### PAGE EXTRACT ###

- Info
Dr. Simon O'Keefe
Simon O'Keefe's research interests
My research interests are primarily in the area of neural networks and their application. In particular, I have a long-standing
interest in binary neural networks. These are networks of artificial neurons in which the links between nodes have a
weight of either 0 or 1, unlike "traditional" neural networks that use
continuous weights.
Recent work I have been involved in has been the application of neural
networks to data mining of various forms. Most recently, I have looked at
the use of binary neural networks as a basis for identification of unusual
cases in large customer databases, possibly indicating fraud.
Specific areas in
which I would be interested in supervising graduate students are given
below. However, I will consider any interesting idea.
Use of neural networks in data mining.
The use of binary neural networks for
representing classification structures and the limits on the accuracy which
can be achieved under these conditions: The types of classification
structures that might be implemented are decision tables or decision trees.
Given an implementation of such a classifier by a binary neural system,
what are the limits on the accuracy of the system, and how might the
usefulness of the system be maximised by combination with other (perhaps
slower, more expensive but more accurate) systems?
The use of self-organising networks for data mining
Particularly where the
self-organisation is performed by a binary network. Self-organisation as a
principle is exciting because it allows the data modeller/miner to minimise
the influence of preconceptions on the analysis of the data. However,
interpretation of the model is then more complex because of the lack of
assumptions about the structure in the data.

### DATASET ###

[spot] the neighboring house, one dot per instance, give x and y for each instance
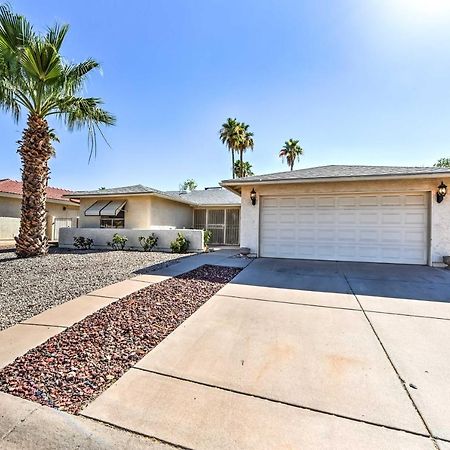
(146, 208)
(61, 211)
(347, 213)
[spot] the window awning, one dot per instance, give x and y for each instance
(113, 208)
(105, 208)
(95, 209)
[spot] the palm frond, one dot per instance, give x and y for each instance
(56, 34)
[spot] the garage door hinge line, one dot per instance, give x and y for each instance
(402, 381)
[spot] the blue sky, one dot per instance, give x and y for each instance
(357, 82)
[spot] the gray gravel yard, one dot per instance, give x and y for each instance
(30, 286)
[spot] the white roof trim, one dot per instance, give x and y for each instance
(96, 208)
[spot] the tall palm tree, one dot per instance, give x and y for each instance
(244, 169)
(229, 136)
(245, 142)
(291, 151)
(35, 79)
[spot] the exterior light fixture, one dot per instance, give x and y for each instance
(441, 192)
(253, 197)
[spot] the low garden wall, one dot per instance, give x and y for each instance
(9, 227)
(102, 236)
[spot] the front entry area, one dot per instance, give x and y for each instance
(386, 228)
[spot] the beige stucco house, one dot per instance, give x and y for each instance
(141, 207)
(347, 213)
(61, 211)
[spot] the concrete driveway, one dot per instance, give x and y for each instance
(300, 354)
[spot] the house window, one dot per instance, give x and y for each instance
(117, 221)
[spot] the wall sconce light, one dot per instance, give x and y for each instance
(441, 192)
(253, 197)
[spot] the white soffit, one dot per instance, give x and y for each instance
(113, 208)
(96, 208)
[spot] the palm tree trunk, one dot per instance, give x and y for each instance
(241, 159)
(232, 163)
(35, 150)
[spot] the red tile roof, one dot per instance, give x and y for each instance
(8, 186)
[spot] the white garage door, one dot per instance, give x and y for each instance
(373, 228)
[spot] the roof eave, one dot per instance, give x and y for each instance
(129, 194)
(233, 184)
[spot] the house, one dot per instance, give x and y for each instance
(61, 211)
(141, 207)
(347, 213)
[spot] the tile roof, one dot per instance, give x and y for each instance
(8, 186)
(209, 196)
(341, 171)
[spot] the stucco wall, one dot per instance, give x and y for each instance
(439, 216)
(9, 228)
(10, 207)
(103, 235)
(168, 213)
(137, 211)
(142, 212)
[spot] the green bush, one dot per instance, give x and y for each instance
(180, 244)
(118, 242)
(82, 243)
(149, 242)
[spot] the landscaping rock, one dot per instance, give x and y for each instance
(30, 286)
(72, 368)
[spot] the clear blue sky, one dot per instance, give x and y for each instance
(358, 82)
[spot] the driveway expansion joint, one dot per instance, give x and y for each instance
(293, 405)
(286, 302)
(118, 427)
(402, 381)
(407, 315)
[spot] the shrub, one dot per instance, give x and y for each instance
(148, 243)
(82, 243)
(180, 244)
(118, 242)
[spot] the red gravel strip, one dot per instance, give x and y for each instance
(72, 368)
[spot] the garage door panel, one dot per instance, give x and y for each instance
(371, 228)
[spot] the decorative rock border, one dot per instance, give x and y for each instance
(75, 366)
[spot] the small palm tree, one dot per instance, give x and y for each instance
(36, 79)
(229, 136)
(291, 151)
(243, 169)
(245, 142)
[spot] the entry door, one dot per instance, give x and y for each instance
(389, 228)
(216, 224)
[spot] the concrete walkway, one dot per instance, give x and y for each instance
(296, 354)
(291, 354)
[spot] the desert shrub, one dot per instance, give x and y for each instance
(180, 244)
(148, 243)
(118, 242)
(82, 243)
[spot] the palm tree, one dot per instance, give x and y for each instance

###

WHAT YOU WILL DO:
1 > Quote the research interests page from "Given an implementation" to "in the data.".
2 > According to the research interests page, why is self-organisation exciting as a principle, and why does it make interpreting the model harder?
3 > Continue the research interests page past its final sentence.
The data here are separate from the research interests page.

OUTPUTS IN ORDER:
1 >
Given an implementation of such a classifier by a binary neural system,
what are the limits on the accuracy of the system, and how might the
usefulness of the system be maximised by combination with other (perhaps
slower, more expensive but more accurate) systems?
The use of self-organising networks for data mining
Particularly where the
self-organisation is performed by a binary network. Self-organisation as a
principle is exciting because it allows the data modeller/miner to minimise
the influence of preconceptions on the analysis of the data. However,
interpretation of the model is then more complex because of the lack of
assumptions about the structure in the data.

2 > Self-organisation lets the data modeller or miner minimise the influence of preconceptions on the analysis of the data. Interpreting the model is then more complex because there are no assumptions about the structure in the data.

3 >
Neural network models of biological system.
Neural networks are based on a particular view of how real neurons operate. We can look at real systems in two ways. On the one hand, we can use the abstract, artificial model to determine properties that the real system must have in order to function. On the other hand, in order to perform the sort of complex tasks that real systems perform we need to look at the structures and organisation present in real systems, to determine what features add to the computational power of the system.
Chemical substrates for neural networks
An exciting recent development elsewhere has been the use of
chemical substrates for computation. Recent published work has included some
suggestions for the construction of single neurons. I would be interested in
supervising projects to improve on the current models.
Unconventional models for computation, and unconventional systems for implementing conventional computation
Computation is generally thought about in a very narrow way, constrained by the way in which models and implementations of computation have developed. At least as interesting are the alternatives, whatever thay may be.